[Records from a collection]
start

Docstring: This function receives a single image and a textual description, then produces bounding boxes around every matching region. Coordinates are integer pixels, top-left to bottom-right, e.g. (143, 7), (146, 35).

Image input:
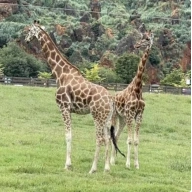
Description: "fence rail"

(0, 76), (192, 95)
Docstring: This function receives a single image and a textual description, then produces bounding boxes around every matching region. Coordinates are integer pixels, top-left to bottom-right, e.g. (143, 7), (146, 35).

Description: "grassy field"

end
start

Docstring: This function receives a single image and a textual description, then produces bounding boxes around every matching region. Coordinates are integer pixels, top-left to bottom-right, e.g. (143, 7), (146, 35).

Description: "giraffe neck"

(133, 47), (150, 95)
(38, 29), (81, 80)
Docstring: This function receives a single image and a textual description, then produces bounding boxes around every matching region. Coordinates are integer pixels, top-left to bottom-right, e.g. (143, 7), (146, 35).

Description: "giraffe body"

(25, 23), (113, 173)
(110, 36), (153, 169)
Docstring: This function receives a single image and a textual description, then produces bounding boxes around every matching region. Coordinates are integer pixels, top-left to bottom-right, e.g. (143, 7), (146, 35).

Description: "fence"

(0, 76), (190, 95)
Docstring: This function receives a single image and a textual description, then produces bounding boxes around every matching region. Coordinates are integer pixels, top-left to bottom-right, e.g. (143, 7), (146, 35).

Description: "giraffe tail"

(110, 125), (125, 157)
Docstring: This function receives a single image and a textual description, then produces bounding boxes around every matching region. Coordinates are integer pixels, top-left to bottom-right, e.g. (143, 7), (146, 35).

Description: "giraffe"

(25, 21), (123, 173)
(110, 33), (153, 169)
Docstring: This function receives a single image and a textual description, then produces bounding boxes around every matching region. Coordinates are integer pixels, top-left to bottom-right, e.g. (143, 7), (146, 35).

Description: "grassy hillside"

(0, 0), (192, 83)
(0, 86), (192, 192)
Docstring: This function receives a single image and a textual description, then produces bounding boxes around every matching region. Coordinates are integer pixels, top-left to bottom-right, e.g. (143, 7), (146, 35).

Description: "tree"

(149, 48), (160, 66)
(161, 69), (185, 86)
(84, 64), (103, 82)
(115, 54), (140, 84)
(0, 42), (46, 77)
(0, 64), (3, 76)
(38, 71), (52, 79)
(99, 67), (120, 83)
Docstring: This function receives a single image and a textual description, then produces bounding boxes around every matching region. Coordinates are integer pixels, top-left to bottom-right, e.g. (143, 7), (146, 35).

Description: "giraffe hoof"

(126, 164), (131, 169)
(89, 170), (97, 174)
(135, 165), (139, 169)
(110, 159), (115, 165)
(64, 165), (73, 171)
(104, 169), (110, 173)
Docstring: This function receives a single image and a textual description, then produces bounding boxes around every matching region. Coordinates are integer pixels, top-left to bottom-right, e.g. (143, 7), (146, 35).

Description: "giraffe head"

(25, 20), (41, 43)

end

#### [DIRECTIONS FOR THIS TASK]
Which lines in the records above contain the string "grassy"? Report each of those lines in full.

#### [RESPONSE TO THE TASK]
Description: "grassy field"
Description: "grassy hillside"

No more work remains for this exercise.